Copy out the PLINK 1.9 credits below word for word, everything from "- PLINK 1.9's permutation" down to "and helpful suggestions.".

> [DOCUMENT PASSAGE]:
+++

Credits
PLINK 1.9 was developed, tested, and documented primarily by Christopher Chang, Carson Chow, Shashaank Vattikuti, Laurent Tellier, and James Lee, with additional funding from the Purcell Lab at Brigham & Women's Hospital.
- All previous versions of PLINK are the work of Shaun Purcell at Brigham & Women's Hospital and Harvard University. Since our update started as an independent project, its level of compatibility with PLINK 1.07 would have been all but impossible to achieve if PLINK was not a free and open source program.
- GCTA is the work of
Jian Yang et al. at the University of Queensland. Their release of the
GCTA 1.2 source code under GPLv3 terms is also greatly appreciated by us.
- Thanks to Stephen Hsu at the BGI-CGL for motivating the initial weighted distance calculation.
- Thanks to Sanja Franić at VU University Amsterdam for early testing.
- Thanks to Mike Keehan for additional testing and a bugfix.
- Thanks to Masahiro Kanai for improving the robustness of the VCF parser, fixing some other plink_data.c bugs, and adding some filtering flags.
- The SSE2 population count algorithm used in many of PLINK 1.9's inner loops is based on work and discussion by Andrew Dalke, Robert Harley, Cédric Lauradoux, Terje Mathisen, and Kim Walisch.
- The Hardy-Weinberg equilibrium and Fisher exact tests are based on an algorithm developed by
Jan Wigginton and Gonçalo Abecasis at the University of
Michigan Center for Statistical Genetics.
- The Hardy-Weinberg equilibrium test 'midp' option was added due to work by Jan Graffelman and Victor Moreno.
- The parallel gzip implementation was developed by Mark Adler at the Caltech/NASA Jet Propulsion Laboratory.
- The BGZF library was developed by Bob Handsaker, Petr Danecek, Heng Li, and John Marshall.
- PLINK 1.9's permutation procedures extend work by Brian Browning (PRESTO) and Roman Pahl (PERMORY).
- PLINK 1.9's fast epistasis test implements methods developed by Xiang Wan et al. in BOOST and Masao Ueki, Heather Cordell, and Richard Howey in CASSI.
- The logistic regression algorithm is based on the winning submission of
Pascal Pons in the GWAS Speedup crowdsourcing contest run in April 2013
by Babbage Analytics & Innovation and TopCoder, who have donated the results to
be used in PLINK 2. The contest was designed by Po-Ru Loh; subsequent
analysis and code preparation were performed by Andrew Hill, Ragu
Bharadwaj, and Scott Jelinsky. A manuscript is in preparation by
these authors and Iain Kilty, Kevin Boudreau, Karim Lakhani and Eva Guinan.
- Thanks to David Fischer for GitHub hygiene improvements.
- Thanks to numerous PLINK 1.9 alpha testers for bug reports and helpful suggestions.

+++

> [RECORD SET]:

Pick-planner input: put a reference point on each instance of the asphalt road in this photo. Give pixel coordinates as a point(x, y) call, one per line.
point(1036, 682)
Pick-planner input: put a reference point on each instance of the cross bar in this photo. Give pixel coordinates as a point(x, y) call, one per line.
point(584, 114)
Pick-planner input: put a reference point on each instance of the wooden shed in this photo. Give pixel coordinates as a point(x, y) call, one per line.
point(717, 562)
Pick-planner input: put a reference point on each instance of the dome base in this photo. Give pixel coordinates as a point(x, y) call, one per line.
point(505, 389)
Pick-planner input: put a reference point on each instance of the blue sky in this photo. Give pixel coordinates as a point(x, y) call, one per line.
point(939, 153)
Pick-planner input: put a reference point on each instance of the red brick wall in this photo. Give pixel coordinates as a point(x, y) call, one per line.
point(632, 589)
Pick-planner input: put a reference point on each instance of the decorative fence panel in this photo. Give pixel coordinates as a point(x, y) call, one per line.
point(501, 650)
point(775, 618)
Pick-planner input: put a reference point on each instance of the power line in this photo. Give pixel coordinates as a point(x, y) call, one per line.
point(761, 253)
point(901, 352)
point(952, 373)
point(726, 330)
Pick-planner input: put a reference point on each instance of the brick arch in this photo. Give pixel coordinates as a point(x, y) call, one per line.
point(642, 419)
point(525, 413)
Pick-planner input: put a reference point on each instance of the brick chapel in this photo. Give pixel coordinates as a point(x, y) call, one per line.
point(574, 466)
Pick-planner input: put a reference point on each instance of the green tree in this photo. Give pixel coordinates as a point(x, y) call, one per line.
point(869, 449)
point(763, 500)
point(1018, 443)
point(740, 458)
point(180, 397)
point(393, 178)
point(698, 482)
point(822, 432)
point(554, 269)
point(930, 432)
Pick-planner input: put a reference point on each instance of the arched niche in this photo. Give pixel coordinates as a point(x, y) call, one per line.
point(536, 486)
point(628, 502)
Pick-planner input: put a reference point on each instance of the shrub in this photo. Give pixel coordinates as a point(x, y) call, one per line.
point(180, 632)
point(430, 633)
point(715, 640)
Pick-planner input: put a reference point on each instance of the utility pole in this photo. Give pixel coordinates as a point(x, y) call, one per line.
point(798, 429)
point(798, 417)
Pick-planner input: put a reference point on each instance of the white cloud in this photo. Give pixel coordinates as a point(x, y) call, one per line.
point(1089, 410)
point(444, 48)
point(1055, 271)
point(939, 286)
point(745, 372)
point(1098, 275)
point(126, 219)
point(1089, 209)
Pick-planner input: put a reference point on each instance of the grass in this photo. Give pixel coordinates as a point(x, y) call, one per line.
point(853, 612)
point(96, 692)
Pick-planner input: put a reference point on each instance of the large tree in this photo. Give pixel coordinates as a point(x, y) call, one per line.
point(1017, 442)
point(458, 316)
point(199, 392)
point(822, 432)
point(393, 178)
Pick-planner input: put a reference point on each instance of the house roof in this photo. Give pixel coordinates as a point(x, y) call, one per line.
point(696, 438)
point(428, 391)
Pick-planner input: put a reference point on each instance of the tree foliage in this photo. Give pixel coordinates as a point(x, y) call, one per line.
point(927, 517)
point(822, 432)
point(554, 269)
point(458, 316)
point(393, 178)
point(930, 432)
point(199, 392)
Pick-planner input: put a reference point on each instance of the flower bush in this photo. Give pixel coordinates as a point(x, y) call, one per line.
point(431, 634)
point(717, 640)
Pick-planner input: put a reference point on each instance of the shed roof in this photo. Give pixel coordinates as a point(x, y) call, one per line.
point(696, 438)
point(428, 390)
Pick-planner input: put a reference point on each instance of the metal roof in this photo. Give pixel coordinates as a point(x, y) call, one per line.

+++

> [RESPONSE BELOW]:
- PLINK 1.9's permutation procedures extend work by Brian Browning (PRESTO) and Roman Pahl (PERMORY).
- PLINK 1.9's fast epistasis test implements methods developed by Xiang Wan et al. in BOOST and Masao Ueki, Heather Cordell, and Richard Howey in CASSI.
- The logistic regression algorithm is based on the winning submission of
Pascal Pons in the GWAS Speedup crowdsourcing contest run in April 2013
by Babbage Analytics & Innovation and TopCoder, who have donated the results to
be used in PLINK 2. The contest was designed by Po-Ru Loh; subsequent
analysis and code preparation were performed by Andrew Hill, Ragu
Bharadwaj, and Scott Jelinsky. A manuscript is in preparation by
these authors and Iain Kilty, Kevin Boudreau, Karim Lakhani and Eva Guinan.
- Thanks to David Fischer for GitHub hygiene improvements.
- Thanks to numerous PLINK 1.9 alpha testers for bug reports and helpful suggestions.